Task details:
Reproduce the commentary on Arnold from "A reader synthesizes" up to and including "wrong you are.", substituting "correspondent" for every occurrence of "letter-writer".

Extract:
________________________________________

ANOTHER WORD ON ARNOLD

A reader synthesizes a little, and I tend to agree with her:

I find the Arnold debate very interesting. In response to today’s letter of the day, I have to say that my reaction to the flap is more like yours than like that letter-writer, and I’m a woman, so I have to disagree with the letter-writer’s implication that if you only checked with a few women you would find out how wrong you are.
I do agree that unwelcome sexual advances, especially if they include touching, are not to be discounted or dismissed. It is a serious thing. Unfortunately, it is not rare. That’s one of the things that was so mind-bending about the Anita Hill testimony – to hear Orrin Hatch ranting and raving as if it were really unusual for women to be subjected to humiliating conversation was just maddening given the reality that women are sexually attacked all day long in this country. Unfortunate as it may be, that is the context here: our culture is still very full of actions and values that are demeaning and damaging to women. It seems to me that we have to summarize it something like this: Arnold is as much of a pig as is average in our society. It would be nice if he were less of a pig, but it’s also nice that isn’t more of one. I agree with your assessment that Clinton was much worse, and look at how little it seems to have gotten in his way. Arnold seems to have a lot more integrity than most politicians and most movie stars. Maybe that’s a sad commentary, but if we’re looking for the truth I think we need to acknowledge that these things are relative.

________________________________________

Extracted data:
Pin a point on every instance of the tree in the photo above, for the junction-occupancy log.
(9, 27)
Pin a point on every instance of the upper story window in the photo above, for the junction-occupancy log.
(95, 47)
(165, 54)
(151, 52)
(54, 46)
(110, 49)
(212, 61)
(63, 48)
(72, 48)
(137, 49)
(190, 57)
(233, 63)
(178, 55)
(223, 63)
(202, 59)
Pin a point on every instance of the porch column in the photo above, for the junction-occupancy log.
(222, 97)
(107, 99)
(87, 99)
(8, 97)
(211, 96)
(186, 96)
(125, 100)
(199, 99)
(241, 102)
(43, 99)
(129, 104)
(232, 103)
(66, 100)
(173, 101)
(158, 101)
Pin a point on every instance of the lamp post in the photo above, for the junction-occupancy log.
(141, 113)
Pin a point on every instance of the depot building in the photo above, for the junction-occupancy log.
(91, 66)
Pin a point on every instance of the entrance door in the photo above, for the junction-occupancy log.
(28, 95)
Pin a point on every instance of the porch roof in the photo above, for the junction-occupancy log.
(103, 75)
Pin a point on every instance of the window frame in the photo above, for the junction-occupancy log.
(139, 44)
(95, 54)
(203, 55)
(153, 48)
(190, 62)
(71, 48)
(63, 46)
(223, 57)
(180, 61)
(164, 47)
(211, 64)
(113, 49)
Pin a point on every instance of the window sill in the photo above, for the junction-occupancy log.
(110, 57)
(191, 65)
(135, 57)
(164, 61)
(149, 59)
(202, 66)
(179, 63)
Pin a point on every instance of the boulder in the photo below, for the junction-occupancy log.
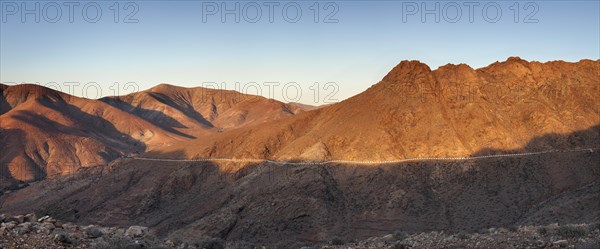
(92, 232)
(30, 217)
(62, 238)
(136, 231)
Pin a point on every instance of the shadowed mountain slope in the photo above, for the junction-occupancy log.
(416, 112)
(269, 203)
(44, 132)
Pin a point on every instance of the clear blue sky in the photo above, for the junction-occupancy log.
(171, 43)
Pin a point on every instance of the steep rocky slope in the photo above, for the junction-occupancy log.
(269, 203)
(44, 133)
(416, 112)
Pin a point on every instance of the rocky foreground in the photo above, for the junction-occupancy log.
(28, 231)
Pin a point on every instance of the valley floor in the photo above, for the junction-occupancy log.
(28, 232)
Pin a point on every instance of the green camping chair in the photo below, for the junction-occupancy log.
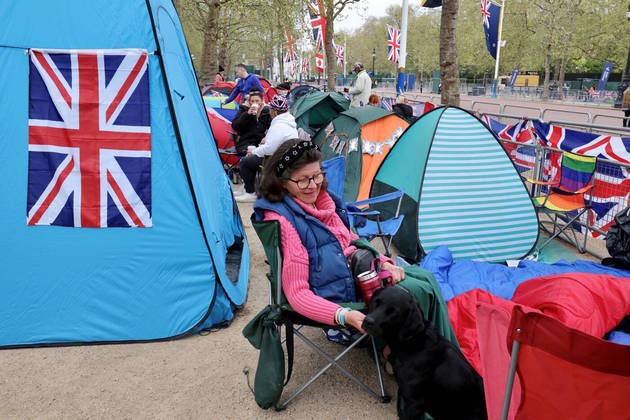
(269, 235)
(364, 219)
(567, 198)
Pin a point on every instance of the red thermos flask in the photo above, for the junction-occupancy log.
(369, 282)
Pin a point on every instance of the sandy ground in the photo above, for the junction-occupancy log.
(195, 377)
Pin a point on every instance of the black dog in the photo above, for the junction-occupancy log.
(432, 374)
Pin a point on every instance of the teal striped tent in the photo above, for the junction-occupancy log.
(461, 190)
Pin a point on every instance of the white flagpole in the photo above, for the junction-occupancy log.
(403, 34)
(496, 65)
(345, 55)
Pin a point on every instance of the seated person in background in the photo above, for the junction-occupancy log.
(403, 109)
(251, 122)
(246, 83)
(283, 89)
(316, 243)
(282, 128)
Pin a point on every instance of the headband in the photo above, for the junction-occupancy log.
(293, 154)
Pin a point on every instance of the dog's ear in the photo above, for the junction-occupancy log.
(414, 322)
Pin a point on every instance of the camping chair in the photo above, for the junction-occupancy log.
(564, 373)
(269, 235)
(366, 221)
(567, 194)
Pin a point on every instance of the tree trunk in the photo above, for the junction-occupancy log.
(209, 51)
(448, 53)
(565, 54)
(329, 6)
(547, 71)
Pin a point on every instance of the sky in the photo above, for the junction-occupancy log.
(355, 15)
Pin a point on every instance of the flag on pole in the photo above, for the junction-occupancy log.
(290, 42)
(318, 23)
(491, 14)
(393, 43)
(339, 54)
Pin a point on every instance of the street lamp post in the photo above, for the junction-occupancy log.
(624, 80)
(373, 58)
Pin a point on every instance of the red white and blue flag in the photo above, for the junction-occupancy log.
(393, 43)
(89, 139)
(339, 54)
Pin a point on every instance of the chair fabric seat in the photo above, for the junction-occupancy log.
(370, 229)
(561, 202)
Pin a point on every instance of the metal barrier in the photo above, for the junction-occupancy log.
(564, 111)
(538, 110)
(493, 104)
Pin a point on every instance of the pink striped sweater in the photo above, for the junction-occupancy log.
(295, 263)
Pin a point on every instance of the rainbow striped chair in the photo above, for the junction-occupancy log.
(568, 195)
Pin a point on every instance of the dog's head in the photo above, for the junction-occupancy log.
(394, 315)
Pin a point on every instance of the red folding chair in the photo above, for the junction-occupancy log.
(564, 373)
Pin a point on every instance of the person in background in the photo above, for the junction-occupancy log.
(246, 83)
(219, 77)
(283, 89)
(403, 109)
(362, 88)
(251, 122)
(625, 106)
(282, 128)
(374, 101)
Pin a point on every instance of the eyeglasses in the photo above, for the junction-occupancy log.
(305, 182)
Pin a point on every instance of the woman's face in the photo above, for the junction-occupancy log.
(310, 193)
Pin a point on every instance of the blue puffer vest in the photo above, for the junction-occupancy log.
(329, 275)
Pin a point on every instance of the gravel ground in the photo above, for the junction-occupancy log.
(195, 377)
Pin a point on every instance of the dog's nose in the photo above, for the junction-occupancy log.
(368, 322)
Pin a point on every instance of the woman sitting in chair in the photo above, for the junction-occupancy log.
(317, 243)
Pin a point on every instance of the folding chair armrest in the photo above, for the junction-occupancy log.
(364, 213)
(381, 198)
(535, 182)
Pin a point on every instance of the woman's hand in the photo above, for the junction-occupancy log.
(355, 319)
(398, 274)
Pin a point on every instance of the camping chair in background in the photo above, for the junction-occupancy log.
(365, 221)
(269, 235)
(565, 194)
(565, 373)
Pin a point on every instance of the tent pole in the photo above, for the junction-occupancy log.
(496, 65)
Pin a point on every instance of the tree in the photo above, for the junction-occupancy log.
(332, 9)
(448, 53)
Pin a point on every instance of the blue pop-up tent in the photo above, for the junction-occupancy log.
(153, 249)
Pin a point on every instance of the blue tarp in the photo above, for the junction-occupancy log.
(457, 277)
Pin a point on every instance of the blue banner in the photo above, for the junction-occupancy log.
(605, 74)
(514, 74)
(491, 16)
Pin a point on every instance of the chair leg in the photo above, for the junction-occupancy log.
(331, 362)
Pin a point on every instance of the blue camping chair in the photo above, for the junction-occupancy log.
(364, 220)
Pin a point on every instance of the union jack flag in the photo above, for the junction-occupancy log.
(318, 23)
(339, 52)
(612, 182)
(393, 43)
(89, 139)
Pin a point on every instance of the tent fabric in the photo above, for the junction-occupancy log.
(591, 303)
(457, 277)
(553, 356)
(462, 190)
(79, 285)
(363, 136)
(315, 109)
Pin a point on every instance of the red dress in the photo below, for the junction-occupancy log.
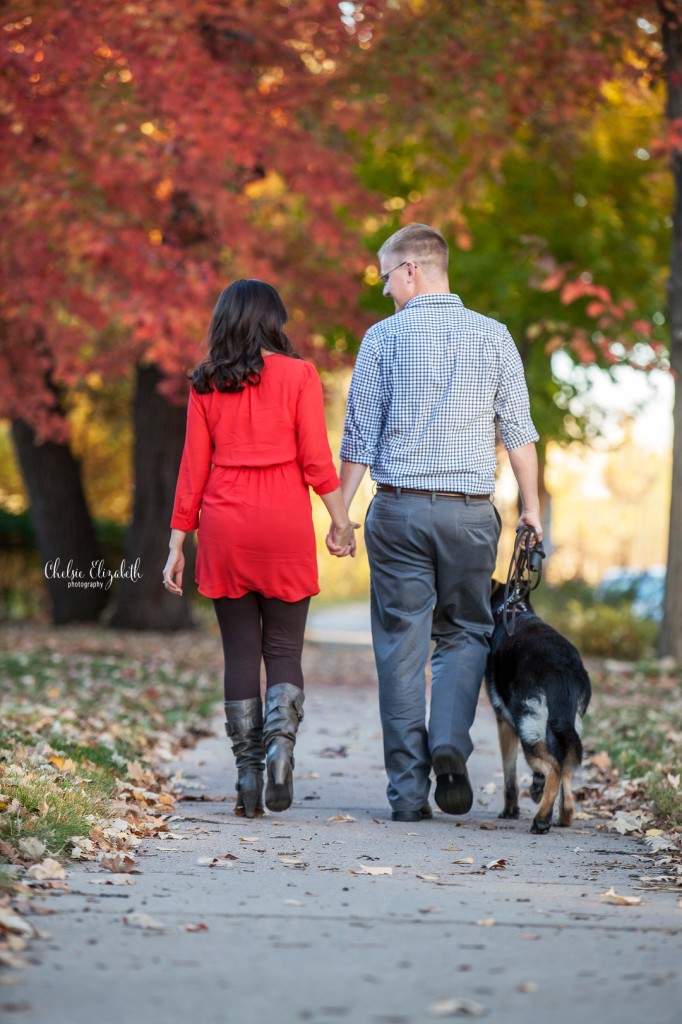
(248, 462)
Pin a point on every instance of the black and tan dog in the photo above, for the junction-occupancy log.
(540, 690)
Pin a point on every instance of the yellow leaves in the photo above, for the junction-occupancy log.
(272, 185)
(456, 1007)
(32, 848)
(46, 869)
(144, 922)
(601, 761)
(221, 861)
(120, 862)
(371, 869)
(164, 189)
(62, 764)
(610, 896)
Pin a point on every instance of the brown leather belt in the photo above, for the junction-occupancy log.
(435, 494)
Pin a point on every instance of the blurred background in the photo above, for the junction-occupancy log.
(152, 154)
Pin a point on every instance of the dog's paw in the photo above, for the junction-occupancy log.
(538, 786)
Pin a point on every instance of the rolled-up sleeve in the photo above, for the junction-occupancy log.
(314, 455)
(361, 428)
(195, 467)
(512, 408)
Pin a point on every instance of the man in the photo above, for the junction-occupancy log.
(430, 385)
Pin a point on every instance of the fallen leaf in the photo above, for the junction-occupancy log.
(457, 1008)
(601, 761)
(118, 862)
(143, 921)
(48, 868)
(624, 823)
(10, 922)
(115, 880)
(658, 843)
(365, 869)
(32, 848)
(612, 897)
(224, 861)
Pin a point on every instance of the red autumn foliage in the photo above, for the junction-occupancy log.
(151, 154)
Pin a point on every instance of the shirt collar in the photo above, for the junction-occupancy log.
(434, 299)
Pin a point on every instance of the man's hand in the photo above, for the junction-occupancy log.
(531, 519)
(341, 541)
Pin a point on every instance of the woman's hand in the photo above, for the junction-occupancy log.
(341, 540)
(173, 570)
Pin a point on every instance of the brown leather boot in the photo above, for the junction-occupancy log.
(284, 712)
(244, 726)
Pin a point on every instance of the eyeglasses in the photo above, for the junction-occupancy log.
(383, 278)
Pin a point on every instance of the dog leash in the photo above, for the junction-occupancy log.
(525, 571)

________________________________________

Response to the task:
A reader synthesizes a little, and I tend to agree with her:

I find the Arnold debate very interesting. In response to today’s letter of the day, I have to say that my reaction to the flap is more like yours than like that correspondent, and I’m a woman, so I have to disagree with the correspondent’s implication that if you only checked with a few women you would find out how wrong you are.